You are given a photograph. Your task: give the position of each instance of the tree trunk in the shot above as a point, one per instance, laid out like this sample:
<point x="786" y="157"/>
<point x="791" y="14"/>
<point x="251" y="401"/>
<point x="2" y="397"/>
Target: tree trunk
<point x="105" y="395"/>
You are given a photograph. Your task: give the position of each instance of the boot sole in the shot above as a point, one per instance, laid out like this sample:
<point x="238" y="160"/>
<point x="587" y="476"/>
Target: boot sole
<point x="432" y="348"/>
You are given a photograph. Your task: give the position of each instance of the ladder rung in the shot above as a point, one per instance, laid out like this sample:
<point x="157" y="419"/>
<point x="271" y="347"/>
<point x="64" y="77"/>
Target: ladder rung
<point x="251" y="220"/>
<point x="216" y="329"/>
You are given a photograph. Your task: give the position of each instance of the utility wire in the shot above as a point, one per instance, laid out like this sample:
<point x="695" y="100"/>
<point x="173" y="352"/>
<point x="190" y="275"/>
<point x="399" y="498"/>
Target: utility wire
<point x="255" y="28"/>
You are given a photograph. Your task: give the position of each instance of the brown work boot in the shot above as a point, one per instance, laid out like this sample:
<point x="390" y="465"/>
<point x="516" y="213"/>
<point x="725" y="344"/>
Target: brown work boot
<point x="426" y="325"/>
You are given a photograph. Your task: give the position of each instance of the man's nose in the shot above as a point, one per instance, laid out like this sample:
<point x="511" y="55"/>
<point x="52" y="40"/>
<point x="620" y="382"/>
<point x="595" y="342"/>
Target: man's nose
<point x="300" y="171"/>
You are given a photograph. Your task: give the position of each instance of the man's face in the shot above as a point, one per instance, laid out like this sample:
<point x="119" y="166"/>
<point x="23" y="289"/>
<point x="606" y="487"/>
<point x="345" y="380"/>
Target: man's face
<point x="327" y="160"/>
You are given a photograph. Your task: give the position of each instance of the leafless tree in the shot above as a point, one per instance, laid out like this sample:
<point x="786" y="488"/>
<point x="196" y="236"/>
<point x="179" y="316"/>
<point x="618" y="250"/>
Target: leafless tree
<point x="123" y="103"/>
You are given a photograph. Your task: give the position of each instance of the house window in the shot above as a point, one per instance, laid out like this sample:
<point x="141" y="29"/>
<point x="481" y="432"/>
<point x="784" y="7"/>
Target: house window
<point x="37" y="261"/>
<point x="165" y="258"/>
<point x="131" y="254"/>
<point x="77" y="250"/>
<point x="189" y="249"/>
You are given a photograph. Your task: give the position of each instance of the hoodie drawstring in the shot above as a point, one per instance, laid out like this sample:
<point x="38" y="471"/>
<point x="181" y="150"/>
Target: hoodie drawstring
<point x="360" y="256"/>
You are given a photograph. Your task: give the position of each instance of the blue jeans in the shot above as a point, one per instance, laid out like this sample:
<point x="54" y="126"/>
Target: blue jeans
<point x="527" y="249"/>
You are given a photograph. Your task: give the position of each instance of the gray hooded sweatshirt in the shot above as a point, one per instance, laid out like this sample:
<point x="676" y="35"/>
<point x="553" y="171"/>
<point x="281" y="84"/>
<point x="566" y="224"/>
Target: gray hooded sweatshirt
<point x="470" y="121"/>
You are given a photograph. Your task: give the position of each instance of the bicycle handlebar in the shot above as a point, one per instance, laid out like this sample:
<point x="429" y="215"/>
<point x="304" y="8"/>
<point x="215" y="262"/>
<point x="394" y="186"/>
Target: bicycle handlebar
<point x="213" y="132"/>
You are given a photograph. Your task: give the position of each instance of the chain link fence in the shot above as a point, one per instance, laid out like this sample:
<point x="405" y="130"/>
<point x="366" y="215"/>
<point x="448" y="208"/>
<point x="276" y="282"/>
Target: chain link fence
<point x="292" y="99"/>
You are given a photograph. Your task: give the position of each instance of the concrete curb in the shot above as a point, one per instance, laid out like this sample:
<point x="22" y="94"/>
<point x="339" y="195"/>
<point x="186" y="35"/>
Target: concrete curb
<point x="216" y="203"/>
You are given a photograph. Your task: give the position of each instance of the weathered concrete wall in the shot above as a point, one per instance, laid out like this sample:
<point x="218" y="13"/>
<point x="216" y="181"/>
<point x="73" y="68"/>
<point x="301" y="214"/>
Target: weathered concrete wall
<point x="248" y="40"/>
+ + + + + + +
**What is asked:**
Put every line of the records above into a Markdown table with two columns, Row and Line: number each line in Row and place its text in Line, omitting any blank lines.

**Reply:**
| Row | Line |
|---|---|
| 1 | You are given a photograph. Your task: give the position of each instance of the tree trunk in the shot above as a point, one per instance, laid out like this sample: |
| 2 | <point x="786" y="157"/> |
| 3 | <point x="791" y="14"/> |
| 4 | <point x="251" y="401"/> |
| 5 | <point x="2" y="397"/> |
| 6 | Target: tree trunk |
| 7 | <point x="105" y="395"/> |
| 8 | You are given a photograph. Your task: give the position of each instance of the boot sole in the shot above as a point, one per instance, laid out like this sample: |
| 9 | <point x="238" y="160"/> |
| 10 | <point x="587" y="476"/> |
| 11 | Target: boot sole |
| 12 | <point x="432" y="348"/> |
| 13 | You are given a photograph. Your task: give the position of each instance of the ladder rung in the shot above as a point, one per instance, laid out like this sample: |
| 14 | <point x="157" y="419"/> |
| 15 | <point x="271" y="347"/> |
| 16 | <point x="64" y="77"/> |
| 17 | Target: ladder rung |
| 18 | <point x="251" y="220"/> |
| 19 | <point x="216" y="329"/> |
| 20 | You are given a photograph. Your task: give the position of each instance of the utility wire in the shot above as a point, one per instance, laid out like this sample: |
| 21 | <point x="695" y="100"/> |
| 22 | <point x="173" y="352"/> |
| 23 | <point x="190" y="275"/> |
| 24 | <point x="399" y="498"/> |
| 25 | Target: utility wire |
| 26 | <point x="255" y="28"/> |
| 27 | You are given a photograph. Your task: give the position of each instance of the brown work boot in the shot above as a point, one per instance, laid out like this sample: |
| 28 | <point x="390" y="465"/> |
| 29 | <point x="516" y="213"/> |
| 30 | <point x="725" y="344"/> |
| 31 | Target: brown work boot |
| 32 | <point x="426" y="325"/> |
| 33 | You are given a photograph. Your task: give the position of each instance of the man's nose in the shot above as a point, one per instance, laid out like this sample: |
| 34 | <point x="511" y="55"/> |
| 35 | <point x="52" y="40"/> |
| 36 | <point x="620" y="382"/> |
| 37 | <point x="595" y="342"/> |
| 38 | Target: man's nose |
| 39 | <point x="300" y="171"/> |
| 40 | You are given a photograph. Your task: give the position of each instance of the man's face in the shot above as a point, one per instance, laid out like this sample: |
| 41 | <point x="119" y="166"/> |
| 42 | <point x="23" y="289"/> |
| 43 | <point x="606" y="487"/> |
| 44 | <point x="345" y="380"/> |
| 45 | Target: man's face |
| 46 | <point x="327" y="160"/> |
| 47 | You are given a photograph. Your task: give the position of each instance of the leafless tree in the shot above as a point, one per instance, laid out like this sample: |
| 48 | <point x="786" y="488"/> |
| 49 | <point x="196" y="236"/> |
| 50 | <point x="179" y="316"/> |
| 51 | <point x="618" y="250"/> |
| 52 | Target: leafless tree |
| 53 | <point x="123" y="103"/> |
| 54 | You are given a photograph. Your task: give the position of each instance of the house window in the shot above as a point, one per instance, laid out like this sample: |
| 55 | <point x="141" y="29"/> |
| 56 | <point x="481" y="432"/> |
| 57 | <point x="784" y="7"/> |
| 58 | Target: house window |
| 59 | <point x="37" y="261"/> |
| 60 | <point x="165" y="258"/> |
| 61 | <point x="131" y="254"/> |
| 62 | <point x="77" y="250"/> |
| 63 | <point x="189" y="249"/> |
| 64 | You are given a photograph. Your task: give the position of each instance of the hoodie drawstring in the shot above as a point, one per instance, laid out like this sample: |
| 65 | <point x="38" y="471"/> |
| 66 | <point x="181" y="150"/> |
| 67 | Target: hoodie drawstring |
| 68 | <point x="360" y="256"/> |
| 69 | You are given a photograph. Your task: give the position of each instance of the blue jeans in the shot above as a point, one per instance, laid out like this sample: |
| 70 | <point x="54" y="126"/> |
| 71 | Target: blue jeans |
| 72 | <point x="527" y="249"/> |
| 73 | You are given a photograph. Your task: give the position of each instance of the gray hooded sweatshirt in the shot above as a point, one per instance, laid out like this sample: |
| 74 | <point x="676" y="35"/> |
| 75 | <point x="553" y="171"/> |
| 76 | <point x="281" y="84"/> |
| 77 | <point x="566" y="224"/> |
| 78 | Target: gray hooded sweatshirt |
| 79 | <point x="470" y="121"/> |
| 80 | You are given a photograph. Your task: give the position of each instance of the bicycle handlebar in the shot above as a point, one per instance, laid out like this sample: |
| 81 | <point x="429" y="215"/> |
| 82 | <point x="304" y="8"/> |
| 83 | <point x="215" y="262"/> |
| 84 | <point x="394" y="186"/> |
| 85 | Target: bicycle handlebar |
| 86 | <point x="213" y="132"/> |
| 87 | You are given a photograph. Your task: give the position of each instance of the chain link fence in the shot above as a point, one per instance, laid out like this sample: |
| 88 | <point x="405" y="130"/> |
| 89 | <point x="366" y="215"/> |
| 90 | <point x="448" y="208"/> |
| 91 | <point x="276" y="282"/> |
| 92 | Target: chain link fence |
| 93 | <point x="292" y="99"/> |
| 94 | You are given a photograph. Your task: give the position of each instance of the concrete curb in the shot above as a point, one per instance, laid out like this sample: |
| 95 | <point x="22" y="94"/> |
| 96 | <point x="339" y="195"/> |
| 97 | <point x="186" y="35"/> |
| 98 | Target: concrete curb |
| 99 | <point x="216" y="203"/> |
| 100 | You are given a photograph. Your task: give the position of each instance of the weathered concrete wall in the shot above as a point, one per instance, laid out like this sample: |
| 101 | <point x="218" y="13"/> |
| 102 | <point x="216" y="181"/> |
| 103 | <point x="73" y="68"/> |
| 104 | <point x="301" y="214"/> |
| 105 | Target: weathered concrete wall |
| 106 | <point x="248" y="40"/> |